Problem requirements: Retype the full set of records. Keep every character identical.

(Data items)
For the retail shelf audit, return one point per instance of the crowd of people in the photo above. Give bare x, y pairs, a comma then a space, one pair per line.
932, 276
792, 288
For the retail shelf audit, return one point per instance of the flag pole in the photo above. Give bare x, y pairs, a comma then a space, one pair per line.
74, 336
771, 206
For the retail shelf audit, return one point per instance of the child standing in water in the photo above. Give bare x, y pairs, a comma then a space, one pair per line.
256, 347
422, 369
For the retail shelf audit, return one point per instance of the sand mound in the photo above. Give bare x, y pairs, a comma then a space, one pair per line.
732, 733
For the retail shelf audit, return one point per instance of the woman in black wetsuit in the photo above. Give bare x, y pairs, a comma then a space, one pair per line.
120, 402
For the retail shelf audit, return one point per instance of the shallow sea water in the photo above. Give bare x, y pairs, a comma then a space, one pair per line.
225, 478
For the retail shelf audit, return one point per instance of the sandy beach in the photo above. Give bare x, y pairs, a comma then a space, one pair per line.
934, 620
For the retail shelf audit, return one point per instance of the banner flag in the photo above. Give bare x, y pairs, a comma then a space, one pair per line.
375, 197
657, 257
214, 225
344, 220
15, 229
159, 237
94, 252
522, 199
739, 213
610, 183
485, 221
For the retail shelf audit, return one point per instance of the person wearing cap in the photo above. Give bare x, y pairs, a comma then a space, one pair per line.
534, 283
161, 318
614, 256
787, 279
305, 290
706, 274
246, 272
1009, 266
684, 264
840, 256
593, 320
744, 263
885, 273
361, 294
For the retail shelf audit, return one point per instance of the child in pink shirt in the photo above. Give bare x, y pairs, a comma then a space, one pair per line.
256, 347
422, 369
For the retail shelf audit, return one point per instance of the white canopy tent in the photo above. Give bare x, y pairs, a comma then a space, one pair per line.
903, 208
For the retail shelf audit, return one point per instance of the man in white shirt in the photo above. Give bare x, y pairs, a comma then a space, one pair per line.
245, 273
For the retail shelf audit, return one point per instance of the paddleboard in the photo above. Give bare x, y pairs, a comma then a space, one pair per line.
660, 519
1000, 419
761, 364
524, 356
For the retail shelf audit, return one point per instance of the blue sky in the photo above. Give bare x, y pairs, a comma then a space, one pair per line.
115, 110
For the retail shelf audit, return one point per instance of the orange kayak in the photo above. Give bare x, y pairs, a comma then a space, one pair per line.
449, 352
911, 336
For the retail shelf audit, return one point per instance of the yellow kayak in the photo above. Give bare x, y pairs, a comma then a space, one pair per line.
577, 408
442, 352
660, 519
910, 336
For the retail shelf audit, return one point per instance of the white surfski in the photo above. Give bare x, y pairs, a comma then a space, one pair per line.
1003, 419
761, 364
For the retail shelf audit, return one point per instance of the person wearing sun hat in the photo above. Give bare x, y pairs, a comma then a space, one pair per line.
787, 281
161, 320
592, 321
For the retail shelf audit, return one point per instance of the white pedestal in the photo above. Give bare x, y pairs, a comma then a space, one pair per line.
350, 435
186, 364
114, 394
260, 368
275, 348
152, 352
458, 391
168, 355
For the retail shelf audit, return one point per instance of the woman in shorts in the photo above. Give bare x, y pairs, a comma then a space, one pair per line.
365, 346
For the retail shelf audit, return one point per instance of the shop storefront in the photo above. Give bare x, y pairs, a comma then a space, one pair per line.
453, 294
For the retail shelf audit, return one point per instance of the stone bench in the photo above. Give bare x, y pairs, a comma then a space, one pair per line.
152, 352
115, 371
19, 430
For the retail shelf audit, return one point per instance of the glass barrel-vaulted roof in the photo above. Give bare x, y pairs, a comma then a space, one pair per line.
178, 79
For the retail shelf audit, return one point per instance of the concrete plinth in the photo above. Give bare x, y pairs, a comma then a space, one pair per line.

Problem solution:
For the retail shelf audit, return one point per instance of the crowd of people in the photo above. Give bare x, y pairs, a comma then a space, one pair per line.
932, 276
792, 288
For the retail shelf audit, return one point per instance of the flag pole in the photo above. Give bare x, y pairs, a comma then a space, one pair per line.
74, 336
771, 206
For the retail shelf audit, return one point per instance of the child standing in water in the photo above. Give bare x, y pairs, a comma then a space, one pair per line.
256, 347
422, 369
For the retail shelf audit, return one point per instance of the sand mound in the photo above. Give bare x, y pairs, a comma then a space, one pair per line.
732, 733
For the retail shelf audit, return one point per instance of the woman in black wetsuit in the photo above. Give bare x, y pairs, a comma then a space, one pair per line.
120, 402
For the retail shelf audit, return one point per instance of the shallow sea water in the photo above. Give bare x, y pairs, a comma then a space, one pair per line.
225, 478
For the retail shelf audit, return one point per instance of the sandy beach in the photo above. Give bare x, y pairs, a comma then a space, one pair per line.
934, 620
For the retail shelf audit, return one point per instance of the banner flag in the photo above. Give bare x, y pairs, a comma then a space, one pair per line.
375, 197
657, 257
214, 225
344, 220
15, 229
159, 237
94, 252
522, 199
739, 213
610, 183
485, 221
For the retail shelf audit, return one point per instance of the person wearing cap in the photo above. Give bare x, y pairs, a comma then a space, one pair per line.
534, 283
161, 318
614, 256
787, 279
305, 290
706, 274
246, 272
1009, 266
684, 264
840, 256
593, 320
744, 263
885, 273
361, 294
For the retail shelf audit, return one point per instance of the child in pink shirt in the photo above. Give bare x, y pairs, a comma then a space, one pair per line.
256, 347
422, 369
For the retail shelf audit, return one point per instance of the white canopy tent in the photo above. Give bare x, y pairs, a comma then a space, one pair per line.
903, 208
For the retail shelf audit, return one point per instance of the man in white shirt in the photo above. Give bare x, y pairs, a comma then a space, one pair per line.
245, 273
For the retail shelf audit, return one point per instance of the paddleboard in the photo above. Give bare x, y pairs, a comma then a space, one pair per line.
660, 519
1000, 419
761, 364
524, 356
For the retail shelf audit, return one point per instance of the blue sky in the photo above. Give bare x, y pairs, a comma then a space, one pair per line.
115, 110
For the retail shelf audit, return one point per instance of the orange kayak in the photo above. Give bare x, y pairs, a comma then a space, one pair per line.
449, 352
911, 336
For the retail shelf audit, return one point per instance of the yellow kayak in the photo above. Give bare x, y pairs, a comma then a space, one pair per line.
577, 408
442, 352
660, 519
910, 336
For the retail shelf audit, return one point per instance of the white surfski in the photo above. Give bare x, y pairs, a comma then a space, one pair per line.
1003, 419
761, 364
For the retail shelf audit, return one point per instance of the person wearing sun hat in the photo above. Give bare x, y pairs, a comma then a space, one pair per line.
787, 281
161, 320
592, 321
For the retail shelf audit, return one point per instance of the white pedestal in the photo above. Give bare x, y pairs, a comma then a space, one pair per line.
350, 435
186, 364
114, 394
260, 368
275, 348
152, 352
458, 391
168, 355
For the retail shelf audit, return one point per instance of the woman in shorts in the photo above. Give bare x, y pairs, a comma then a space, one pair per line.
365, 346
For the retail shelf audit, return one point per instance of the shop storefront in the photo above. Give bare x, y pairs, a comma then a space, one pair per line.
453, 294
For the retail shelf audit, return one point per instance of the stone bench in the photo above. Give bare x, y pairs, a comma then a space, one pair per line.
152, 352
115, 371
19, 430
For the retail shelf audit, return one point per instance of the glass barrel-vaulted roof in the photo above. Give bare x, y pairs, a comma then a space, one pair per line.
178, 79
For the retail shelf audit, return one point per instance of the concrete plinth in the photo above. Give bare x, y pairs, a comma then a space, one pair per line.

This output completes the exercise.